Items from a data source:
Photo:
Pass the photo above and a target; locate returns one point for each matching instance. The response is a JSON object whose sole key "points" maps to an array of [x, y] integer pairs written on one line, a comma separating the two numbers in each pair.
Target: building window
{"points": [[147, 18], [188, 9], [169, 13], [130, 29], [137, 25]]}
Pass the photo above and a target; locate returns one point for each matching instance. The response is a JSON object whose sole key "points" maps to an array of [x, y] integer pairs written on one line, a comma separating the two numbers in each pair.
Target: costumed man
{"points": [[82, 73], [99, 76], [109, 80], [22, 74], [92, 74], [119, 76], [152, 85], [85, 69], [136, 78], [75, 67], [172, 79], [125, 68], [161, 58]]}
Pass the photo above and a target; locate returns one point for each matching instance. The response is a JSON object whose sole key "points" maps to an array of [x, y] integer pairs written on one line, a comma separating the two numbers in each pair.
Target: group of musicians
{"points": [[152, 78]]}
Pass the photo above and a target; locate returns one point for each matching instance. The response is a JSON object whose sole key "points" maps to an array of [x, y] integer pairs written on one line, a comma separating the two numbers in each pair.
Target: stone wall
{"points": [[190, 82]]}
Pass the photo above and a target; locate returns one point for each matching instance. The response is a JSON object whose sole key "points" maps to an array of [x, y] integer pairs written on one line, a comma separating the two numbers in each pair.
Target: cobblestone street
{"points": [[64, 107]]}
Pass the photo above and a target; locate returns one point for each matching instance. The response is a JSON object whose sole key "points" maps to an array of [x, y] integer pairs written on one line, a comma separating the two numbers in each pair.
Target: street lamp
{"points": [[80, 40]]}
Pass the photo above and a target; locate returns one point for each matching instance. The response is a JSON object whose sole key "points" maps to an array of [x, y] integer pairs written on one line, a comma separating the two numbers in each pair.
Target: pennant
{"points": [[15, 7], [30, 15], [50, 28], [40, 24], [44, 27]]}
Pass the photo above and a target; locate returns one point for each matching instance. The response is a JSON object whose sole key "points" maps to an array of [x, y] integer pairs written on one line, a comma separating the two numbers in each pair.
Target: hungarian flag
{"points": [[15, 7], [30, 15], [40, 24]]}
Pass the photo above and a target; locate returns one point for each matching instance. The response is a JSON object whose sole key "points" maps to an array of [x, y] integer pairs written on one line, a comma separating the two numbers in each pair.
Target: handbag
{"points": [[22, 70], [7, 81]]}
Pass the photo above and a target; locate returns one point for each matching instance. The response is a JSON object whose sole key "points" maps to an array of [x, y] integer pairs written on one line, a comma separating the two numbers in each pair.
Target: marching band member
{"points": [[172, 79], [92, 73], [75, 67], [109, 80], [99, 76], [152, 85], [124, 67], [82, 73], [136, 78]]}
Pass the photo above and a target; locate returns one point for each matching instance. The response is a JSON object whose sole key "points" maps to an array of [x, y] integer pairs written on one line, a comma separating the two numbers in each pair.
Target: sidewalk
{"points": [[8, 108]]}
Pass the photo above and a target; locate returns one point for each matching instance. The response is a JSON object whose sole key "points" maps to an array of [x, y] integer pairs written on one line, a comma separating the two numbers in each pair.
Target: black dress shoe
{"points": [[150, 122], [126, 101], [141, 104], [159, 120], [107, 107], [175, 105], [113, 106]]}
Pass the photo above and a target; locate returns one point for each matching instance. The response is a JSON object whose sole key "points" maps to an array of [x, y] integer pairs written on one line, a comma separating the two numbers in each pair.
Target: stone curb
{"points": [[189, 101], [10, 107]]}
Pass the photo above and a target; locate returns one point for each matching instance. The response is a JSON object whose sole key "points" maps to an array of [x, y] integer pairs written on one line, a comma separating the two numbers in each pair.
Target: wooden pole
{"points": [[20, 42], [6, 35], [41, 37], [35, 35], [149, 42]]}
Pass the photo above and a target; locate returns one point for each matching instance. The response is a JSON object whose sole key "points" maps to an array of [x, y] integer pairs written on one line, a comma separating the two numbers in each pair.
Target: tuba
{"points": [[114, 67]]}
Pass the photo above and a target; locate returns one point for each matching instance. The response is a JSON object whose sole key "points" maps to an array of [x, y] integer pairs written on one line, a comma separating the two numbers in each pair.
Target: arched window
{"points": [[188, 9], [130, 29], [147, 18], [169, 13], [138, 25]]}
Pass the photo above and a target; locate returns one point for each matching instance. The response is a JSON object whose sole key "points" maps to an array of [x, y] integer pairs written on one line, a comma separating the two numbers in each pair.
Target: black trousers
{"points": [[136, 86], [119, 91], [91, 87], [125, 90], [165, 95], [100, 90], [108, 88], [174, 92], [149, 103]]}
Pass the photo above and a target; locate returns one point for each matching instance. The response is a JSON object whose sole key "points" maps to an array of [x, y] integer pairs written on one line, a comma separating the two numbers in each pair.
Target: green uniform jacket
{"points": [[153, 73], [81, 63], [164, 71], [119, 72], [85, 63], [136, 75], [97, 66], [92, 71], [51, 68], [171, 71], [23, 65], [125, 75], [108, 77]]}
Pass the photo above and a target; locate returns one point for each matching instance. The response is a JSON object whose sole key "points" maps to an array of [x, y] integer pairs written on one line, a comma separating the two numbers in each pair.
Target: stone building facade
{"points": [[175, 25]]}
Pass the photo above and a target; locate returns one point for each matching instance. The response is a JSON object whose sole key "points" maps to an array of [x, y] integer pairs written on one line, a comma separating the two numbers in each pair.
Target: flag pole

PROMPT: From the data above, output every line exactly.

WRITTEN SOLUTION:
Photo:
Pass the photo above and a target; locate returns one point for each matching instance. The response is a JSON object whose sole key "points" maps to an array of [x, y] integer pairs written on one line, a comma separating the two numbers in each pair.
Target: building window
{"points": [[147, 18], [188, 9], [169, 13], [130, 29], [137, 25]]}
Pass the photo above and a target; locate returns one point for each matching instance. The response is a JSON object whose sole key "points" maps to an array of [x, y] integer pairs written on one line, a comma separating the two numbers in each pair.
Target: costumed man
{"points": [[82, 73], [99, 76], [109, 80], [22, 74], [92, 74], [119, 76], [152, 85], [85, 69], [136, 78], [75, 67], [172, 79], [125, 68], [161, 58]]}
Pass the photo above and a target; locate returns one point for each matching instance. The response is a JSON object whose sole key "points" maps to an array of [x, y] integer pairs written on one line, a comma separating the two numbers in each pair.
Target: group of musicians
{"points": [[152, 78]]}
Pass the photo above and a target; locate returns one point for each matching instance. The response is a JSON object whose sole key "points" maps to an array of [x, y] integer pairs written on one line, a comma separating the two numbers in each pair.
Target: stone wall
{"points": [[190, 82]]}
Pass the photo above and a target; locate returns one point for each matching instance. The response is a JSON object whose sole key "points" maps to an array of [x, y] integer pairs written on one line, a comma separating the two numbers in each pair.
Target: cobblestone street
{"points": [[64, 107]]}
Pass the photo above and a target; locate returns one point for each matching instance. The response is a JSON object whose sole key "points" maps to an array of [x, y] integer pairs written on one line, a comma separating the two numbers in each pair.
Target: street lamp
{"points": [[80, 40]]}
Pass the photo above and a target; locate returns one point for each matching instance. The response is a JSON object whose sole key "points" maps to an array of [x, y] integer pairs written on one line, a comma separating the two numbers in each pair.
Target: pennant
{"points": [[15, 7], [30, 15], [50, 28], [40, 24], [44, 27]]}
Pass the photo above and a target; locate returns one point for each matching instance. The response is a JSON object whose sole key "points" maps to an array of [x, y] integer pairs written on one line, a comma separating the two numbers in each pair.
Target: hungarian flag
{"points": [[15, 7], [30, 15], [40, 24]]}
Pass the photo above and a target; locate returns one point for each matching instance. The response is a JSON object whose sole key "points" maps to an array of [x, y] integer pairs written on one line, a comma separating the two numbers in each pair.
Target: handbag
{"points": [[22, 70], [7, 81]]}
Pass the photo above and a target; locate returns one point for each matching instance. The response is a JSON object whose sole key "points" maps to an array of [x, y] integer pairs written on one line, a comma separating the two numbers in each pair.
Target: marching band member
{"points": [[172, 79], [92, 73], [75, 67], [109, 80], [99, 76], [152, 85], [124, 67], [82, 73], [136, 78]]}
Pass the photo above and a target; locate returns one point for each matching instance. The response is a JSON object whose sole key "points" maps to an array of [x, y] integer pairs written on one line, a comma separating the two numbers in each pair.
Target: sidewalk
{"points": [[8, 108]]}
Pass the photo above and a target; locate returns one point for each matching instance. The response is a JSON object whose sole key "points" maps to an array of [x, y] integer pairs written on one line, a comma separating the two numbers in each pair.
Target: black dress shoe
{"points": [[150, 122], [126, 101], [141, 104], [159, 120], [107, 107], [175, 105], [113, 106]]}
Pass the photo above and a target; locate returns one point for each matching instance. The response is a JSON object whose sole key "points" maps to an array of [x, y] integer pairs written on one line, a comma separating the two numbers in each pair.
Target: stone curb
{"points": [[189, 101], [10, 107]]}
Pass the photo above and a target; locate returns one point for each matching instance. The response is a JSON object whose sole key "points" maps to an array of [x, y] integer pairs written on one line, a comma separating the two numbers in each pair.
Target: wooden pole
{"points": [[20, 42], [6, 35], [41, 37], [35, 35], [149, 42]]}
Pass the photo above and a target; locate returns one point for each matching instance. The response is a JSON object whose sole key "points" maps to an array of [x, y] integer pairs written on one line, a comma separating the two numbers in each pair.
Target: tuba
{"points": [[114, 67]]}
Pass the photo above and a target; locate returns one point for each matching instance. The response is a JSON object whose sole key "points" maps to an array of [x, y] integer pairs written on one line, a comma separating the two numbers in each pair.
Target: arched window
{"points": [[188, 9], [130, 29], [147, 18], [169, 13], [138, 25]]}
Pass the photo above and a target; locate returns one point for each matching instance. The response is a JSON object whose sole key "points" maps to an array of [x, y] integer pairs written on one line, a comma separating the two numbers in each pair.
Target: black trousers
{"points": [[136, 86], [119, 91], [91, 87], [125, 90], [165, 95], [100, 90], [108, 88], [174, 92], [149, 103]]}
Pass the photo above and a target; locate returns one point for each matching instance. The response is a JSON object whose sole key "points" maps to an array of [x, y] integer pairs written on one line, a comma separating the two numbers in each pair.
Target: green uniform jacket
{"points": [[153, 73], [81, 63], [164, 71], [119, 72], [85, 63], [136, 75], [97, 66], [92, 71], [51, 68], [171, 71], [23, 65], [125, 75], [108, 77]]}
Pass the photo above and a target; locate returns one point for each matching instance. The response is a JSON object whose sole key "points" maps to an array of [x, y] integer pairs written on one line, a comma separating the two numbers in each pair.
Target: stone building facade
{"points": [[175, 25]]}
Pass the photo above and a target; locate returns one point for each matching instance. The response is a JSON object whose sole key "points" maps to an array of [x, y] integer pairs written on one line, a comma separating the two numbers in each pair.
Target: flag pole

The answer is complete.